Add 119 to every coordinate in the answers, then rewrite the stretch of the data below from the line containing "the barn wall" through the end of the data, requests included and with their numbers left unchanged.
— START —
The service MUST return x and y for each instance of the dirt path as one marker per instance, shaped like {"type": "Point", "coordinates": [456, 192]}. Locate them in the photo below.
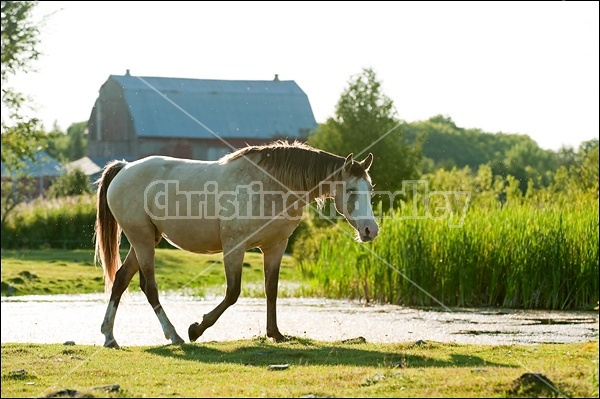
{"type": "Point", "coordinates": [60, 318]}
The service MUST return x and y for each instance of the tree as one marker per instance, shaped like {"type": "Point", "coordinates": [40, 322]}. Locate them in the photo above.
{"type": "Point", "coordinates": [70, 146]}
{"type": "Point", "coordinates": [365, 121]}
{"type": "Point", "coordinates": [21, 135]}
{"type": "Point", "coordinates": [71, 183]}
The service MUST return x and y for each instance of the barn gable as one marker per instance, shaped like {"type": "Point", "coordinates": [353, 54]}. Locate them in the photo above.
{"type": "Point", "coordinates": [195, 118]}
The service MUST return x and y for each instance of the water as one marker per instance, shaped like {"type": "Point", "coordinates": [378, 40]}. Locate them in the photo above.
{"type": "Point", "coordinates": [61, 318]}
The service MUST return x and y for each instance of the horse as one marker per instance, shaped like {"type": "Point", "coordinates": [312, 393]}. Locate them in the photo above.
{"type": "Point", "coordinates": [251, 198]}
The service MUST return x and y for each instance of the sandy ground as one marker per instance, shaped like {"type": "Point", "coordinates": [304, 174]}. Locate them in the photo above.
{"type": "Point", "coordinates": [61, 318]}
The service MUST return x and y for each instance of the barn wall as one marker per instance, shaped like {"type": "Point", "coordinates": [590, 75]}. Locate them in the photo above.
{"type": "Point", "coordinates": [110, 127]}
— END —
* _COMPLETE ANSWER_
The service MUST return x and y for each instance of the barn wall as one marker per instance, shaped like {"type": "Point", "coordinates": [590, 75]}. Locate them in the photo above.
{"type": "Point", "coordinates": [229, 246]}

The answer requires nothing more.